→ **What you need to do**
Copy the entries from the start down to and including the line containing "[303,62,360,94]", switching "gray hair" to "silver hair" and leaving everything else unchanged.

→ **Records shown**
* Begin *
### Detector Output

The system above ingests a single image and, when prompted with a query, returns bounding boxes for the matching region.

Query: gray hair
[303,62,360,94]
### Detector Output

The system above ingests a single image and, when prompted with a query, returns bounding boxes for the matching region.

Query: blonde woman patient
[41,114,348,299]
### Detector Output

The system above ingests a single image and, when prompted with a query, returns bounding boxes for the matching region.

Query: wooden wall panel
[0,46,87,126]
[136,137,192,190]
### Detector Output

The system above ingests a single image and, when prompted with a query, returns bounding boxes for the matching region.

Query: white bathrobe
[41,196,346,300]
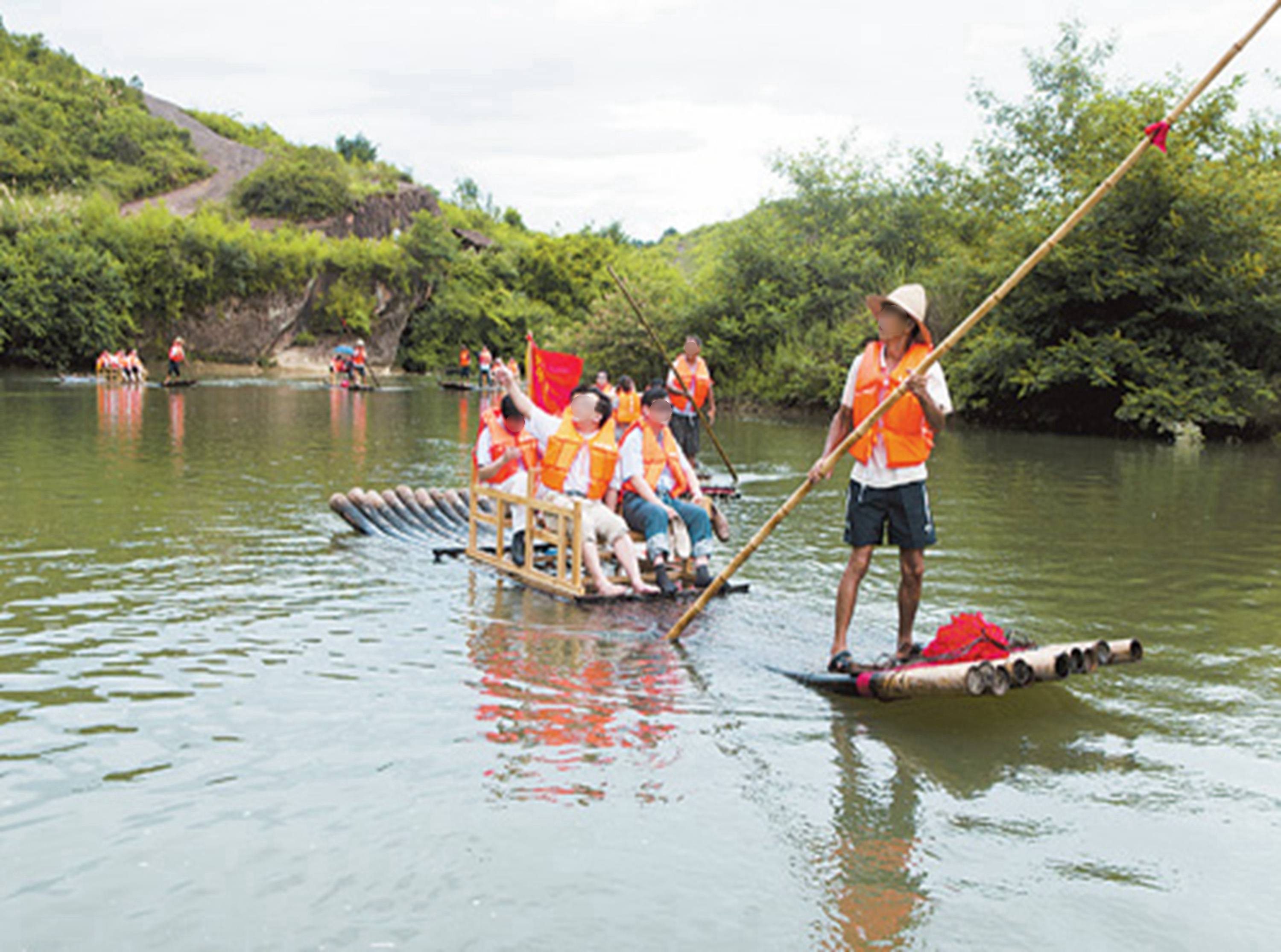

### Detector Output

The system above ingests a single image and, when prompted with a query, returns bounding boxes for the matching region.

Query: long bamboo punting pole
* End *
→ **Answer to the exercise**
### Detector Output

The system above ingests a single image and, when prompted with a query, returns bounding boxes for the matching region.

Query: silver hair
[303,62,360,94]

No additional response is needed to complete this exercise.